Copy out each of the following rows verbatim.
** Begin Entries provided **
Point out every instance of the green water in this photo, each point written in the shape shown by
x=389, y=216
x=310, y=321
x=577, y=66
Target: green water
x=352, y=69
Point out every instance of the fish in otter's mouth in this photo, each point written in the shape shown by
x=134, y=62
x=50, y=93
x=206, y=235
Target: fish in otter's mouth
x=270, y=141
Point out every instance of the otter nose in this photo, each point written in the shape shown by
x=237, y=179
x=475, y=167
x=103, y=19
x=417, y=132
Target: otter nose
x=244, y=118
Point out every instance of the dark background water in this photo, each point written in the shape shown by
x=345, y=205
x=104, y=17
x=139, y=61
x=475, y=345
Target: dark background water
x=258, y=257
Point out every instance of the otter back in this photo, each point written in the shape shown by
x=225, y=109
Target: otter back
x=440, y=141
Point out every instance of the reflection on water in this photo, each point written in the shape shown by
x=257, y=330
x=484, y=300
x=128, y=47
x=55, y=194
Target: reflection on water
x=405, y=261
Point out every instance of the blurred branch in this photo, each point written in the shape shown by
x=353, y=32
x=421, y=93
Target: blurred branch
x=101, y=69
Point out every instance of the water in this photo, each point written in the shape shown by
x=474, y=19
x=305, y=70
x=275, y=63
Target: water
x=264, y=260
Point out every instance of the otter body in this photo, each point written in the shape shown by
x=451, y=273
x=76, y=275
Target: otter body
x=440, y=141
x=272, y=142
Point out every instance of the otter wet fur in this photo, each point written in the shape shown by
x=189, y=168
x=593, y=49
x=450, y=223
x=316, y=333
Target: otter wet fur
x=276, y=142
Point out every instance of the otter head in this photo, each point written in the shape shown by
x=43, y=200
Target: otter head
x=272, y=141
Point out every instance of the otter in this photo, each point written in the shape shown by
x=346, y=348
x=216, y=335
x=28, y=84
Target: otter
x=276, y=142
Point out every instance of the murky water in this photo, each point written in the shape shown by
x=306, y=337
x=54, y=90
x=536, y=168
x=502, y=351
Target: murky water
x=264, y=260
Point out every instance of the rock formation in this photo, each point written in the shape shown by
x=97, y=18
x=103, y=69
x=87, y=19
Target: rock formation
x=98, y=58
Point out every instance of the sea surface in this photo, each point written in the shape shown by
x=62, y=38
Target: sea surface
** End Entries provided **
[Answer to this problem]
Point out every instance of the green water in this photo, each point written in the shape shown by
x=389, y=216
x=310, y=321
x=577, y=66
Target: green water
x=352, y=69
Point out every instance of the fish in otter's mouth in this photo, each point written in the shape shown by
x=134, y=62
x=50, y=93
x=206, y=235
Target: fish in otter's mouth
x=270, y=141
Point out every instance of the otter nose in this photo, each point written in the shape shown by
x=237, y=179
x=475, y=167
x=103, y=19
x=417, y=132
Target: otter nose
x=244, y=118
Point out every instance of the dark background water in this photo, each point written in the shape shown by
x=345, y=205
x=104, y=17
x=139, y=61
x=475, y=345
Target: dark background water
x=258, y=257
Point out every instance of the otter back in this photo, each point written in the shape shown by
x=225, y=109
Target: otter back
x=440, y=141
Point out every instance of the reflection on water in this photo, each point written in the shape shown by
x=257, y=330
x=484, y=300
x=128, y=47
x=55, y=194
Target: reflection on water
x=405, y=261
Point out every instance of the blurred branch in this photo, each point written in the shape shown by
x=353, y=32
x=421, y=93
Target: blurred branch
x=101, y=69
Point out every instance of the water in this photo, each point written in the shape shown by
x=474, y=19
x=305, y=70
x=275, y=63
Target: water
x=264, y=260
Point out every instance of the otter body in this photo, each point written in the shape shown by
x=451, y=273
x=76, y=275
Target: otter body
x=440, y=141
x=272, y=142
Point out every instance of the otter wet fur in this photo, each point written in the shape shown by
x=189, y=168
x=593, y=49
x=450, y=223
x=316, y=333
Target: otter wet fur
x=276, y=142
Point out every instance of the otter head in this photo, each point written in the shape shown by
x=43, y=200
Target: otter head
x=272, y=141
Point out every instance of the otter in this photo, each point written in the shape shown by
x=346, y=348
x=216, y=335
x=28, y=84
Target: otter
x=276, y=142
Point out every instance of the murky water in this photo, each point written in the shape shown by
x=306, y=337
x=54, y=90
x=536, y=168
x=502, y=351
Target: murky water
x=264, y=260
Point out every instance of the rock formation in this photo, each point written in the shape shown by
x=97, y=18
x=103, y=69
x=87, y=19
Target: rock formation
x=98, y=58
Point out every instance of the sea surface in this photo, each point written in the shape shown by
x=62, y=38
Target: sea surface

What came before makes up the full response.